航空

飛行中の突然の揺れに伴う負傷防止のためご留意いただきたいことについて

  飛行中の突然の揺れによる乗客・乗員の負傷事故については、航空会社において様々な対策が取られていますが、運輸安全委員会ダイジェスト第44号(2024年3月発行)によれば、我が国においても過去20年間(2004~2023年)で37件発生しており、乗客にも18名の重傷者(骨折等)の被害がありました。これには、着席中にもかかわらずシートベルトを締めていなかったり、シートベルトを締めていても着用方法が適切でなかったり、化粧室の利用中や通路の歩行中などの離席している状況等で発生しており、乗客の皆さまによる飛行中の突然の揺れに対する適切な理解と対応により被害を防止・軽減することが可能です。
 旅客機を利用する乗客の皆さまにおかれましては、航空会社の指示・案内に従うとともに、次の2点についてご理解・ご協力を頂きますようよろしくお願いいたします。

 

1.着席時には常時シートベルトを腰の低い位置で緩みのないように締めましょう。

 航空会社は、揺れが予想される空域を飛行する際には早めにシートベルト着用サインを点灯させますが、予測が困難な気流の乱れ(タービュランス)により突然機体が揺れる場合があります。このため、航空会社は、シートベルト着用サインの点灯の有無にかかわらず、着席中は常時シートベルトを適切に締めるようお願いしているところです。
 また、シートベルトを締めている場合であっても、締め方が緩いなど着用方法が適切でなかったことにより、縦揺れで身体が浮き上がって落下した際にしりもちをついて骨盤を強打するなどして負傷に至る事案が発生しています。

[提供情報]
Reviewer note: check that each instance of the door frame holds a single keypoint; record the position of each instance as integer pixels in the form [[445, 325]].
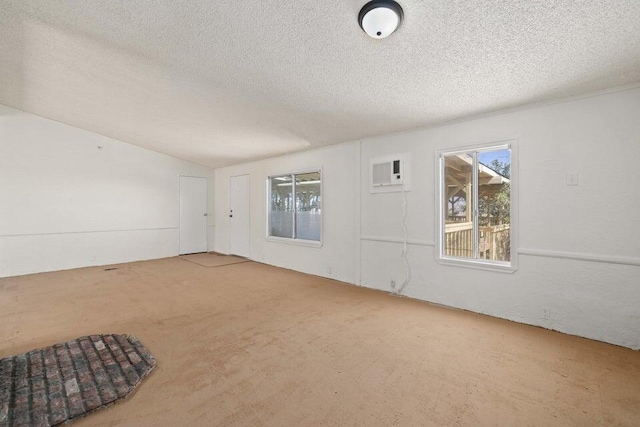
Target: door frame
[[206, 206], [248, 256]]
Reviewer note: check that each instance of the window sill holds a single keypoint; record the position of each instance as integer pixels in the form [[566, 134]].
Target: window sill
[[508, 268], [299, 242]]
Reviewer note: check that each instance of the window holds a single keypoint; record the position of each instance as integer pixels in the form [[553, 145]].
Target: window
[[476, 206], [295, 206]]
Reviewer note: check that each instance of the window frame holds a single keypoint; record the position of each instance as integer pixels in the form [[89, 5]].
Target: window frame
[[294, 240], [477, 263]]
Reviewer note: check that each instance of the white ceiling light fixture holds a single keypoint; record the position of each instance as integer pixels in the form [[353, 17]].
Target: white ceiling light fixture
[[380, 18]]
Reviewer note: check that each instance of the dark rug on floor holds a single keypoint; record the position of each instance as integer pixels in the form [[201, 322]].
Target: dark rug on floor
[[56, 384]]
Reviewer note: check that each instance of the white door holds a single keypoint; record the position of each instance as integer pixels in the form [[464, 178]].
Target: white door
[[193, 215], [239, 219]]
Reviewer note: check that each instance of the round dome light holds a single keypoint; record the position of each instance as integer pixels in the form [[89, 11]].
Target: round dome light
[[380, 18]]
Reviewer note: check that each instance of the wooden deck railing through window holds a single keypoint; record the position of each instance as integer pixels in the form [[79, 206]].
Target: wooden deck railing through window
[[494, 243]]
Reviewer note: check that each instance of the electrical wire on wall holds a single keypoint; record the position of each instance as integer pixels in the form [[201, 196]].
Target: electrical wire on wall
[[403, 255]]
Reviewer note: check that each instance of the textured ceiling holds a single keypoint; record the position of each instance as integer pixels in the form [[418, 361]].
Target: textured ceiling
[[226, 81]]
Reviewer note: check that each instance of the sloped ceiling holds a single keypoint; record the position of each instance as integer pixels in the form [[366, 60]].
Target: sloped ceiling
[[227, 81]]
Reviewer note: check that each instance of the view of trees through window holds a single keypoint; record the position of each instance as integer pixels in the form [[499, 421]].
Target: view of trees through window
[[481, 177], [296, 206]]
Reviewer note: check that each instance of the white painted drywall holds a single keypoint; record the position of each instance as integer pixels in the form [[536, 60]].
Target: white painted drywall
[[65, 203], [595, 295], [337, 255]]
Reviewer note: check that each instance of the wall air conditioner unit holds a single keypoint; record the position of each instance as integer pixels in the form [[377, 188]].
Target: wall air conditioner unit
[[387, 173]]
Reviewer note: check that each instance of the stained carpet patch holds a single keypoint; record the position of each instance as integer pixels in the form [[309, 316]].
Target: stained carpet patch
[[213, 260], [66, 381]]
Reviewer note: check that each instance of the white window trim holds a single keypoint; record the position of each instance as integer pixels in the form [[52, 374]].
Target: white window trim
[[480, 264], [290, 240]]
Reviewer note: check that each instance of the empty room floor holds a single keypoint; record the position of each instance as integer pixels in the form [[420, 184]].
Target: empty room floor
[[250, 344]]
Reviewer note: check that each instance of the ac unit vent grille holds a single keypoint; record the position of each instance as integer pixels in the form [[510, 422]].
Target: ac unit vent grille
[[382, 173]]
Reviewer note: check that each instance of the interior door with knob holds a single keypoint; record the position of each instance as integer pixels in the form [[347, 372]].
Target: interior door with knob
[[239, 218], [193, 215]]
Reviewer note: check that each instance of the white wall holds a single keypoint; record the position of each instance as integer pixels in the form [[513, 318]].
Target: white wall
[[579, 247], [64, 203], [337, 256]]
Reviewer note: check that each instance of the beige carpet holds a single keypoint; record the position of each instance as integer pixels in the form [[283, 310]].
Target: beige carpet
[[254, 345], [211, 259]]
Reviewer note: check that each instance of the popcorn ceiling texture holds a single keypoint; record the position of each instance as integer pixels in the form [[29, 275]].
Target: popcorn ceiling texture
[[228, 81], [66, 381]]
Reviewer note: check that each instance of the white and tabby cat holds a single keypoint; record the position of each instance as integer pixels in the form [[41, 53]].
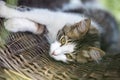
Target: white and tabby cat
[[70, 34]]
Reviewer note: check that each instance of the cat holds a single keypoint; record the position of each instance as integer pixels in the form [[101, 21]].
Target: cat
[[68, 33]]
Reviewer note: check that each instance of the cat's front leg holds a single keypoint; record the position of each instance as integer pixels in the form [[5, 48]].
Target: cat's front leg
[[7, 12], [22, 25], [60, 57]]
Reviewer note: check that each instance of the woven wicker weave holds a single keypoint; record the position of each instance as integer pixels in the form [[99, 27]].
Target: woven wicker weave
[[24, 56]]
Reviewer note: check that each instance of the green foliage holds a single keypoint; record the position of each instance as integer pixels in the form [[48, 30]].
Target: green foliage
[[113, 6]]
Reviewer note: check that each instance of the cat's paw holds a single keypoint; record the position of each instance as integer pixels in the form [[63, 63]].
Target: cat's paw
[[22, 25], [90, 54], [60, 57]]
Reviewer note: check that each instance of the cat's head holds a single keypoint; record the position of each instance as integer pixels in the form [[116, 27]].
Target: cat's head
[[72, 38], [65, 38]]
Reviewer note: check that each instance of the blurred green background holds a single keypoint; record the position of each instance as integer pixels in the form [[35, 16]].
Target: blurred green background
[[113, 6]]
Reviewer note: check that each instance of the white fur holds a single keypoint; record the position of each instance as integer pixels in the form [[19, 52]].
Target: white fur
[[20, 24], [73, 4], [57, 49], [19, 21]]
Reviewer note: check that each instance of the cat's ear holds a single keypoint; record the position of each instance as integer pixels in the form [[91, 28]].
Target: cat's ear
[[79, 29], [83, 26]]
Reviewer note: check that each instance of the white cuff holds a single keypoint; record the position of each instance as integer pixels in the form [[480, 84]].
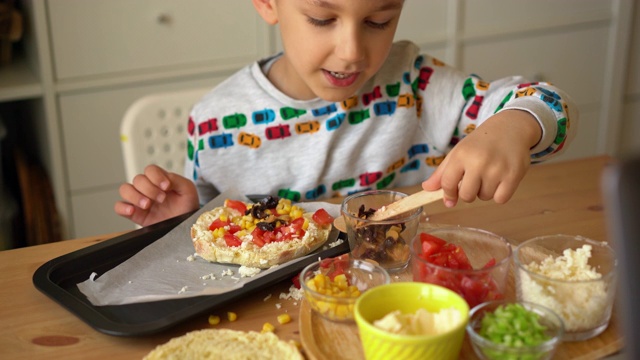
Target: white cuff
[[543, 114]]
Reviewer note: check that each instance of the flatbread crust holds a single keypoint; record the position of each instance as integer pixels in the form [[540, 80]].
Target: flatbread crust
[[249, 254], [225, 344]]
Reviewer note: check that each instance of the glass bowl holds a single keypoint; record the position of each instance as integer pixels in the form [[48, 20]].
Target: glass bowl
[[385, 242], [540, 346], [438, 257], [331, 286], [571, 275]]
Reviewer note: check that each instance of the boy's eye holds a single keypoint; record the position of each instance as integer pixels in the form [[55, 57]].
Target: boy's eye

[実施する作業]
1. 出典の内容を2文で要約してください。
2. 出典によると、2004~2023年の20年間に我が国で発生した飛行中の突然の揺れによる負傷事故は何件ですか。
3. 出典の文章を、最後の文の後から引き継いで書き進めてください。
エントリは参照しなくてかまいません。

[解答一覧]
1. 運輸安全委員会ダイジェスト第44号によれば、飛行中の突然の揺れによる負傷事故は我が国で過去20年間に37件発生し、乗客18名が骨折等の重傷を負っています。これらはシートベルトの未着用や不適切な着用、離席中などの状況で発生しているため、着席時はシートベルト着用サインの点灯の有無にかかわらず、常時シートベルトを腰の低い位置で緩みなく締めるよう求められています。

2. 37件です。

3.
 このため、旅客機を利用する乗客の皆さまにおかれましては、シートベルト着用サインの点灯の有無にかかわらず、着席時は常時シートベルトを腰の低い位置で緩みのないよう締めるようご協力をお願いいたします。

(出典元:日本航空株式会社「シートベルトは常に着用をお願いします」)

2.離席する場合には突然の揺れに注意してご自身の安全確保を図りましょう。

 飛行中に化粧室の利用中や通路の歩行中などの離席している状況においても、予測が困難な気流の乱れ(タービュランス)により突然機体が揺れる場合があります。離席中にシートベルト着用サインが点灯した場合には速やかにご自身の座席に戻ってシートベルトを適切に締めるとともに、万一離席中に突然の揺れに遭遇した場合はお近くの座席ひじ掛け等につかまるなどして揺れに備えることでご自身の安全確保を図るようお願いいたします。

(出典元:全日本空輸株式会社「お客様の安全のため、お知らせしたいことがあります」*)
 *全日本空輸株式会社では、揺れに際しての対策として独自に動画を作成し、機内で流して啓発に利用しています。
 

(参考)飛行中の突然の揺れによる乗客・乗員の負傷事故の発生状況について

(1)我が国における発生状況

 上述の運輸安全委員会ダイジェスト第44号によれば、以下のグラフのとおり過去20年間(2004~2023年)で発生した37件において、乗客18名及び客室乗務員26名が重傷を負っています。
 重傷を負った乗客18名のうち、着席中に負傷したのは8名おり、このうちシートベルトを未着用だったのは3名、シートベルトを適切に締めていなかったのは2名だったとしており、着席中の適切なシートベルトの着用の重要性がわかります。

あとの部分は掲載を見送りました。